| RECORDED DATA |
::::::::::

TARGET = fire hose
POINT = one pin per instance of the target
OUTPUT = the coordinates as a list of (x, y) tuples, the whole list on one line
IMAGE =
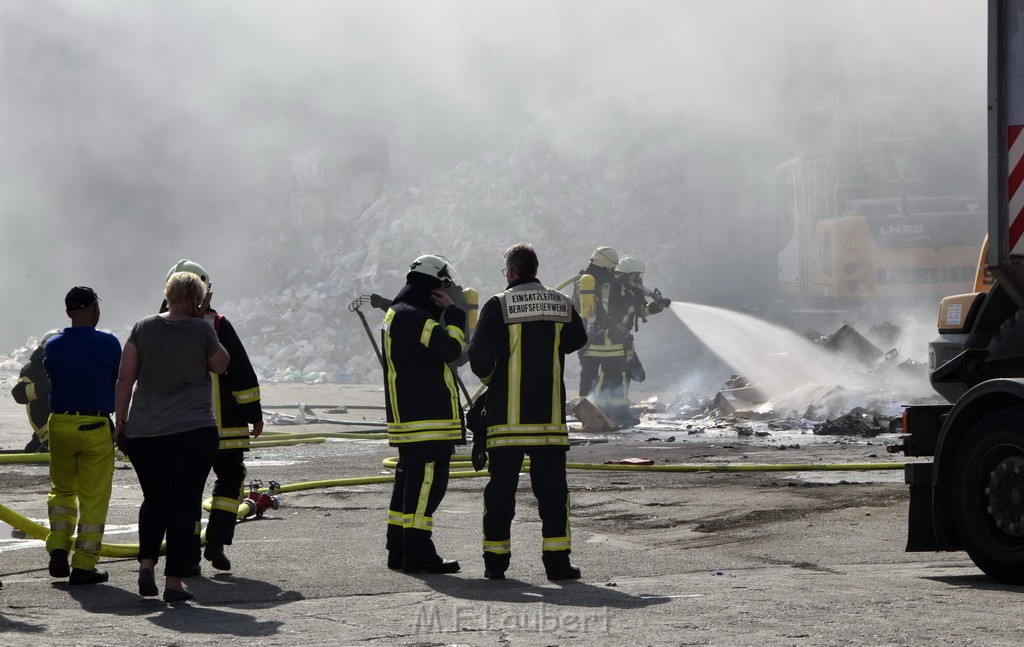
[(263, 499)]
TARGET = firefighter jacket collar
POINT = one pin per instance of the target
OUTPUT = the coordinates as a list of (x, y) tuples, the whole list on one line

::::::::::

Output the entries above exactly. Do not include the pictures.

| RESULT |
TARGET = fire hose
POINT = one pin per instance of the target
OUTPUT = the coordinates as a list of (x, y) tuples, the whole list on one line
IMAGE =
[(263, 499)]
TARGET = firefighter jacket collar
POINT = one pin per instance of the target
OUTPUT = the coordinates as a list of (x, y) tuples, the whole list on one line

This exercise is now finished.